= EXTRAIT DU TEXTE =
######

Russie, OCS, BRICS : La normalisation de l'Afghanistan



par Pepe Escobar

L'affaire entre la Russie et les Taliban implique un énorme paquet – comprenant du pétrole, du gaz, des minerais et de nombreuses connexions ferroviaires.

Dimanche dernier, à Doha, j'ai rencontré trois représentants de haut niveau du Bureau politique des Taliban au Qatar, notamment un membre fondateur de l'organe (en 2012) et un fonctionnaire clé du précédent gouvernement taliban de 1996 à 2001. D'un commun accord, leurs noms ne doivent pas être rendus publics.

La rencontre cordiale a été organisée par le professeur Sultan Barakat, qui enseigne au Collège des politiques publiques de l'Université Hamad bin Khalifa – située dans un campus exceptionnel et immaculé à l'extérieur de Doha, qui attire des étudiants de tout le Sud mondial. Le professeur Barakat fait partie de ces quelques acteurs – discrets – qui savent tout ce qui est important au Moyen-Orient et, dans son cas, également à l'intersection de l'Asie centrale et de l'Asie du Sud.

Avec mes trois interlocuteurs taliban, nous avons longuement parlé des défis de la nouvelle ère talibane, des nouveaux projets de développement, du rôle de la Russie et de la Chine, et de l'Organisation de coopération de Shanghai (OCS). Ils se sont montrés particulièrement curieux au sujet de la Russie et ont posé plusieurs questions.

Le professeur Barakat travaille en parallèle. Il dirige les travaux du Forum de réflexion sur l'avenir de l'Afghanistan, dont la 9ème session s'est tenue à Oslo à la mi-mai et à laquelle ont participé 28 Afghans – hommes et femmes – ainsi qu'un éventail de diplomates de l'Iran, du Pakistan, de l'Inde, de la Chine, de la Turquie, des États-Unis, du Royaume-Uni et de l'UE, entre autres.

Les principales discussions du forum tournent autour de la question extrêmement complexe de l'engagement des Taliban auprès de cette entité floue qu'est la «communauté internationale». À Doha, j'ai demandé directement à mes trois interlocuteurs quelle était la priorité numéro un des Taliban : «La fin des sanctions», ont-ils répondu.

Pour cela, il faut que le Conseil de sécurité des Nations unies revienne sur sa décision de 2003 de désigner plusieurs membres des Taliban comme organisation terroriste et que, simultanément, la discrimination/diabolisation/sanctions imposées par Washington cessent. Dans l'état actuel des choses, il s'agit là d'une tâche extrêmement ardue.

######

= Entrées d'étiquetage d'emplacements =
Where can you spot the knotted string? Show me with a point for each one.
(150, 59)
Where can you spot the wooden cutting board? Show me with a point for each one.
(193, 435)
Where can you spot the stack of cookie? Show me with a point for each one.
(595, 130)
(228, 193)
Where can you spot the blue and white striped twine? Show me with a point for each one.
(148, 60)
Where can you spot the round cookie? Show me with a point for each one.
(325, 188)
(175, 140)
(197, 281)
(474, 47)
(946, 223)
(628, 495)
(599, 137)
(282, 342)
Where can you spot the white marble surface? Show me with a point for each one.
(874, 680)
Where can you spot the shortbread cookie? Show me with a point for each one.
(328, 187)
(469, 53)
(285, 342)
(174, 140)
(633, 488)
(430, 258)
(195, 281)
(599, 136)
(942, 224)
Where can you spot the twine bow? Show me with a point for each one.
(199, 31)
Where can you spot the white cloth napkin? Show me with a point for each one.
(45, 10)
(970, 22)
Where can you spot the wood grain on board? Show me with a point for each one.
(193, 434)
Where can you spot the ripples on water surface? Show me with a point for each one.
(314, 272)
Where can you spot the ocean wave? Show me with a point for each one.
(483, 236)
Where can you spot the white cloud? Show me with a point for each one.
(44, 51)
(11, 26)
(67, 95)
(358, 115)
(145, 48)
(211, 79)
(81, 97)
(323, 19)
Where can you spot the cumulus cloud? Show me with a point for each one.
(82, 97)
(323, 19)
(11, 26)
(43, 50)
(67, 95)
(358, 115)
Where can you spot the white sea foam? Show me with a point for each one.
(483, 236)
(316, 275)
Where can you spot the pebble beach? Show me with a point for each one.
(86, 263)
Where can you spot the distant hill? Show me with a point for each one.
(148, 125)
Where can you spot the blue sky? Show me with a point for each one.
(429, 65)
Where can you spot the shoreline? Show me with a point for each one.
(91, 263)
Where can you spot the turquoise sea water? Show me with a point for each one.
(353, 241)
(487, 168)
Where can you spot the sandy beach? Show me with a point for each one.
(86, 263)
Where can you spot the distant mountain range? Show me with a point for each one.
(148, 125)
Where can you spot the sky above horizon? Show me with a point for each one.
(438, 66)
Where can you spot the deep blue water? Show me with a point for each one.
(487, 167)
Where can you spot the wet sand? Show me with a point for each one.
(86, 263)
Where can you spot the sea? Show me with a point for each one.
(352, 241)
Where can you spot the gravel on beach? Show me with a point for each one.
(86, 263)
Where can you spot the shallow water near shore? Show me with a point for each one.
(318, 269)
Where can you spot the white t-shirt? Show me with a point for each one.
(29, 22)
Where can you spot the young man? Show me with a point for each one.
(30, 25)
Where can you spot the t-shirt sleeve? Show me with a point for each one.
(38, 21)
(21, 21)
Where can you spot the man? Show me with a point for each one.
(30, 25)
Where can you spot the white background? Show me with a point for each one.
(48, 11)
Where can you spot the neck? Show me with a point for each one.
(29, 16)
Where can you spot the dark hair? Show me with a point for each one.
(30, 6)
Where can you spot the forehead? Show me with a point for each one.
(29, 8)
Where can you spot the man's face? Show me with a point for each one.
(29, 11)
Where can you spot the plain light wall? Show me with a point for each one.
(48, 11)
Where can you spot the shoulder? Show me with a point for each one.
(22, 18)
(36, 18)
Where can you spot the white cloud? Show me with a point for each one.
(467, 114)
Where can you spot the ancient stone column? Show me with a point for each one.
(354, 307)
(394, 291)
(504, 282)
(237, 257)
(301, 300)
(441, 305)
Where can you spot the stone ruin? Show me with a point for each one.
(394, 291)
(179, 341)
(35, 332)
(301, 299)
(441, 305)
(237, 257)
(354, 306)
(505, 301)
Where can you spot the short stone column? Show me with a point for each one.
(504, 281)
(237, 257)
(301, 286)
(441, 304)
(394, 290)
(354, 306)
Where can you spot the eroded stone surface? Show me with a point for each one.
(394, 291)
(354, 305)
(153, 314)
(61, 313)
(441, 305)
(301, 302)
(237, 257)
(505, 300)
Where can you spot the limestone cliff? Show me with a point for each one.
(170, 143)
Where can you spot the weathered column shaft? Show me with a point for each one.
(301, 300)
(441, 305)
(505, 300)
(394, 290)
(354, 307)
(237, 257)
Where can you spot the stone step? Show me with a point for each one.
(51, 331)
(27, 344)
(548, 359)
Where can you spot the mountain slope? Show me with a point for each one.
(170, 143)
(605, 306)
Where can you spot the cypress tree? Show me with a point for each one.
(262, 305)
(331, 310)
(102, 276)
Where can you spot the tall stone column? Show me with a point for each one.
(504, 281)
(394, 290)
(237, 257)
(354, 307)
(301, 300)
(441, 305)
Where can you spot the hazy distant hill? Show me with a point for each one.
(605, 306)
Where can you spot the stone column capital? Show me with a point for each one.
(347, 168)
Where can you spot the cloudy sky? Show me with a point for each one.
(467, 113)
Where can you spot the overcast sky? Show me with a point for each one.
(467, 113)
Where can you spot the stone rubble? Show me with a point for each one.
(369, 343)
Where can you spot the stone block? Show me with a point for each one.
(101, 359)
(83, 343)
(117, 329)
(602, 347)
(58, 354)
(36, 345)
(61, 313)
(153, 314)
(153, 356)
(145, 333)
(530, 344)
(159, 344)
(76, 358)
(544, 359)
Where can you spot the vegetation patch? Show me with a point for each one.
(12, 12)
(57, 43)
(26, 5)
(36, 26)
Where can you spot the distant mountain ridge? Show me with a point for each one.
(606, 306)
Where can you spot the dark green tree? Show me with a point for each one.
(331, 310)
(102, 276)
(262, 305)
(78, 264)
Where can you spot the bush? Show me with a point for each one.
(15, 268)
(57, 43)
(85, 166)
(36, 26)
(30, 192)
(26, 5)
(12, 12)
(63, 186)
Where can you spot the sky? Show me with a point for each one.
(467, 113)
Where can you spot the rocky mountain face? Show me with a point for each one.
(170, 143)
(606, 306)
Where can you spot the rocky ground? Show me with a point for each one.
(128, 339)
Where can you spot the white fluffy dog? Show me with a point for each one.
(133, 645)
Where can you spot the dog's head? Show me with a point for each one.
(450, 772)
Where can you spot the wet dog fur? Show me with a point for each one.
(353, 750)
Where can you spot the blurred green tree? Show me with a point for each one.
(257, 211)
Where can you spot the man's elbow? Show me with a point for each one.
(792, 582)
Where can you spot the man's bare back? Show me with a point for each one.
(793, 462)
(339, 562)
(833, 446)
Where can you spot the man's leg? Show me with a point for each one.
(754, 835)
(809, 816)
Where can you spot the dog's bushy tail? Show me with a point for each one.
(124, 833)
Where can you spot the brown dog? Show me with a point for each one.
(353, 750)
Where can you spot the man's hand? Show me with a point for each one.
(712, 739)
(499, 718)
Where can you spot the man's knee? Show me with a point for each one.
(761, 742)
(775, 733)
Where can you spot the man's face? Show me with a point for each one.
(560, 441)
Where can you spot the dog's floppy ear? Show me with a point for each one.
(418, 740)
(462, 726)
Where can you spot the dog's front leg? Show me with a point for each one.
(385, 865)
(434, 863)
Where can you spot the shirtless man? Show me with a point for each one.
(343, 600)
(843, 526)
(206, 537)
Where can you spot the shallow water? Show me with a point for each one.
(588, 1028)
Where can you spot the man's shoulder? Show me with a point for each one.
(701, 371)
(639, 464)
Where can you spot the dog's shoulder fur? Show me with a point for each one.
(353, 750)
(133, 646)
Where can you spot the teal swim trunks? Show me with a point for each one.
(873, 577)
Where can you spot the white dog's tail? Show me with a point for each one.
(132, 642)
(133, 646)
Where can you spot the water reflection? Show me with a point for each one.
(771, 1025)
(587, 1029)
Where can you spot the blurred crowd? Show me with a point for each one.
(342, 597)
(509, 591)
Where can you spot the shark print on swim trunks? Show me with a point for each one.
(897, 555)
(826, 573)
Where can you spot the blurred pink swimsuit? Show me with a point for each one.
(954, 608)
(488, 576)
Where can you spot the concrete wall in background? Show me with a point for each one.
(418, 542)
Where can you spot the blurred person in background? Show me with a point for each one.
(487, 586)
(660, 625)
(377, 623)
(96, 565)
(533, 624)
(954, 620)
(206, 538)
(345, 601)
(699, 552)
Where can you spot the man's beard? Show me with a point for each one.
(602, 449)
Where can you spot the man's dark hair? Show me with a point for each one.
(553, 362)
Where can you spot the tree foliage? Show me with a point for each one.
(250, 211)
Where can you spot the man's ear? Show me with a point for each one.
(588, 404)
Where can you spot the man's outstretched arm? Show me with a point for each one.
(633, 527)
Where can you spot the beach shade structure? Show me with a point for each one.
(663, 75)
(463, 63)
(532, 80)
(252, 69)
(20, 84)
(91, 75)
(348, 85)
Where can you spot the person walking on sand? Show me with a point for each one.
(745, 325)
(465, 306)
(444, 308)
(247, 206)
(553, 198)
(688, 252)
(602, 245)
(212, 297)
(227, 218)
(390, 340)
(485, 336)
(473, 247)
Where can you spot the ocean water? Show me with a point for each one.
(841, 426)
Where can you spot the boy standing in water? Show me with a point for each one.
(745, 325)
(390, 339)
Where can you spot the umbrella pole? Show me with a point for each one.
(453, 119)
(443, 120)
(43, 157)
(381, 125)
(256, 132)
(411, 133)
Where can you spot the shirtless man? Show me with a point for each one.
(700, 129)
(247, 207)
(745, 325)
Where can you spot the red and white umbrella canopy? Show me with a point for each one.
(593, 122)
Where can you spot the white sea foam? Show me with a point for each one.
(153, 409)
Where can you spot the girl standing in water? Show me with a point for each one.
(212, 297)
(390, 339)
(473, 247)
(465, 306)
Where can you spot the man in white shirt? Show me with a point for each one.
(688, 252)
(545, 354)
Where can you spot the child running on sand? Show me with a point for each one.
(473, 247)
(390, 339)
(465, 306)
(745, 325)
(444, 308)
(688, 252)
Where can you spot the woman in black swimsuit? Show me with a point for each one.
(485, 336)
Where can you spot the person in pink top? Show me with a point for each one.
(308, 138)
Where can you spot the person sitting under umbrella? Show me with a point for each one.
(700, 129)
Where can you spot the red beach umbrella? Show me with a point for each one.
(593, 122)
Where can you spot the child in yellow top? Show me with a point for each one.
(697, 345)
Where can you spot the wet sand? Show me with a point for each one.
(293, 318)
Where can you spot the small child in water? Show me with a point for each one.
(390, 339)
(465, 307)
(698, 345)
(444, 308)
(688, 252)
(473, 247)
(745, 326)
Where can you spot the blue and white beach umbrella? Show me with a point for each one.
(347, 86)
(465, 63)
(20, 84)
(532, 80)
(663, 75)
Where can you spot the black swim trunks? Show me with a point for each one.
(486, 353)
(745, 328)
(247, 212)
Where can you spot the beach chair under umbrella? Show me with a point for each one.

######

= EXERCICES À RÉALISER =
1. Mettez à l'échelle les entrées depuis la ligne contenant « Where can you spot the dog's floppy » jusqu'à la ligne contenant « (587, 1029) » incluse, en multipliant chaque coordonnée de point des réponses par 1,95 et en l'arrondissant à l'entier le plus proche, les demis vers le haut. Reproduisez intégralement ces seules lignes en ne modifiant que ces coordonnées.
2. Reprenez le texte sur les Taliban et la normalisation de l'Afghanistan là où il s'arrête, et poursuivez-le.

= LES RÉPONSES =
1.
Where can you spot the dog's floppy ear? Show me with a point for each one.
(815, 1443)
(901, 1416)
Where can you spot the dog's front leg? Show me with a point for each one.
(751, 1687)
(846, 1683)
Where can you spot the shirtless man? Show me with a point for each one.
(669, 1170)
(1644, 1026)
(402, 1047)
Where can you spot the shallow water? Show me with a point for each one.
(1147, 2005)
Where can you spot the man's shoulder? Show me with a point for each one.
(1367, 723)
(1246, 905)
Where can you spot the dog's shoulder fur? Show me with a point for each one.
(688, 1463)
(259, 1260)
Where can you spot the teal swim trunks? Show me with a point for each one.
(1702, 1125)
Where can you spot the white dog's tail? Show me with a point for each one.
(257, 1252)
(259, 1260)
Where can you spot the water reflection? Show me with a point for each one.
(1503, 1999)
(1145, 2007)

2.
Le forum – la prochaine session devrait se tenir à Kaboul, peut-être à l'automne – travaille patiemment, étape par étape. C'est une question de concessions successives de part et d'autre, de construction de la confiance, et pour cela il est essentiel de nommer un médiateur reconnu par les Nations unies, ou un «conseiller pour la normalisation» pour superviser l'ensemble du processus.

Dans ce cas, le soutien total de la Russie et de la Chine, membres du Conseil de sécurité des Nations unies, sera essentiel.


Nous sommes les Taliban et nous voulons faire des affaires

J'ai quitté la réunion du Qatar avec l'impression que des avancées positives – en termes de normalisation de l'Afghanistan dans son ensemble – étaient possibles. Et puis, une intervention magique a changé la donne.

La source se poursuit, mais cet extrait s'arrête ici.